---------- DATA SHOWN

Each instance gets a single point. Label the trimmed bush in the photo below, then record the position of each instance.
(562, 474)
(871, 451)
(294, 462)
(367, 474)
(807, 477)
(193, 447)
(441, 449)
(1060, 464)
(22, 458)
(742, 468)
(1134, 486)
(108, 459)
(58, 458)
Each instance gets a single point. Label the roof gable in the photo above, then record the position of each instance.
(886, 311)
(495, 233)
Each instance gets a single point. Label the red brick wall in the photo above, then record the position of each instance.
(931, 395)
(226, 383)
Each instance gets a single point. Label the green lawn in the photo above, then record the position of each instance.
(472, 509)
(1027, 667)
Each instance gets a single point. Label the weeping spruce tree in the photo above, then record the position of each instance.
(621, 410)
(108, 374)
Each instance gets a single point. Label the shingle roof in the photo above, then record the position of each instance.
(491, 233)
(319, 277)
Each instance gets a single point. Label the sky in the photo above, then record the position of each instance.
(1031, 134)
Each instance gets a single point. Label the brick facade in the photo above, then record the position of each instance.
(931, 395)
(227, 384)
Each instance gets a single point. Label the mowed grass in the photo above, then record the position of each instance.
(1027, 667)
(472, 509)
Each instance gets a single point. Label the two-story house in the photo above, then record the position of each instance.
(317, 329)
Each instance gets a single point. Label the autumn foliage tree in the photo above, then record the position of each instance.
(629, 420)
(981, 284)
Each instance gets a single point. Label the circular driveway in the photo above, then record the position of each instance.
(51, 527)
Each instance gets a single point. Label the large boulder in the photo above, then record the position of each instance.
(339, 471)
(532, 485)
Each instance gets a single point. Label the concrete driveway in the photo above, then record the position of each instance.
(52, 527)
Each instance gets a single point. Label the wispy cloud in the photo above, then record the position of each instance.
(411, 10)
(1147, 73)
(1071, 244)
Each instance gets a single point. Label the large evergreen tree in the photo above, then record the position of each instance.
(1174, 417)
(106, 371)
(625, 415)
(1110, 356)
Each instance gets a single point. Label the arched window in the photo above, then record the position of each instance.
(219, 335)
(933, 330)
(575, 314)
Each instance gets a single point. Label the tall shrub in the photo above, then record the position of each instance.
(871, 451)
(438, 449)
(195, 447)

--------------------

WHAT TO PRODUCE: An exact copy of the listing is what's needed here.

WRITTEN SOLUTION:
Each instance gets a single point. Label the trimmed bush in the photo below, then record the position of each instance.
(562, 474)
(871, 451)
(294, 462)
(367, 474)
(807, 477)
(193, 447)
(441, 449)
(1060, 464)
(22, 458)
(742, 468)
(1134, 486)
(108, 459)
(58, 458)
Each instance gets a single point. Label the roof gable in the photo above, then record the position of each instance.
(886, 311)
(495, 233)
Each instance gets a single point. Label the red brick wall in the photo above, then record the position of each instance.
(931, 395)
(226, 383)
Each instance gets a single point. Label the green lawn in the photo above, then record the position of each instance.
(472, 509)
(1027, 667)
Each instance gets a single point. Label the weeping spruce tree in the photo above, then record the position of each instance.
(621, 410)
(108, 374)
Each instance gets a single point. Label the shingle roof in the photo above, then record the position of each instance.
(491, 233)
(319, 277)
Each instance gets a single point. Label the sky in the photo above, then record the position of each instance.
(1031, 134)
Each instance gets a single point. Label the brick facade in the photo above, then record the position of each instance.
(931, 395)
(227, 384)
Each instance gets a single point. Label the mowed grass in the photo above, then record the position of each instance.
(1027, 667)
(472, 509)
Each instance gets a single point. Label the two-story house in the photo above, then record the position of each instance.
(317, 329)
Each instance gets a single point. Label the autumn foliage tree in the photo above, then record the position of each instance.
(629, 420)
(981, 284)
Each instance gets a single point. Label the circular driveway in the photo above, then record the position of each instance.
(51, 527)
Each instance gets a single point. Label the large boulder in the photo above, then record the position of each instance.
(339, 471)
(532, 485)
Each instance gets a single point. Label the concrete driveway in the photo above, then record the position of each instance.
(52, 527)
Each instance gets a single point. Label the wispy cloud in the photo above, then record the position of each instance.
(411, 10)
(1147, 73)
(1071, 244)
Each instance gets a single point. Label the large evergreen tree in the photo above, then record the position of each instance.
(1174, 417)
(106, 371)
(625, 415)
(1110, 356)
Each instance gets a single point. Label the arched window in the photo above, then record the position of each instance.
(219, 335)
(933, 330)
(575, 314)
Each instance gets a single point. Label the tall shrub in the photo above, then record the position of each instance.
(871, 451)
(438, 449)
(195, 447)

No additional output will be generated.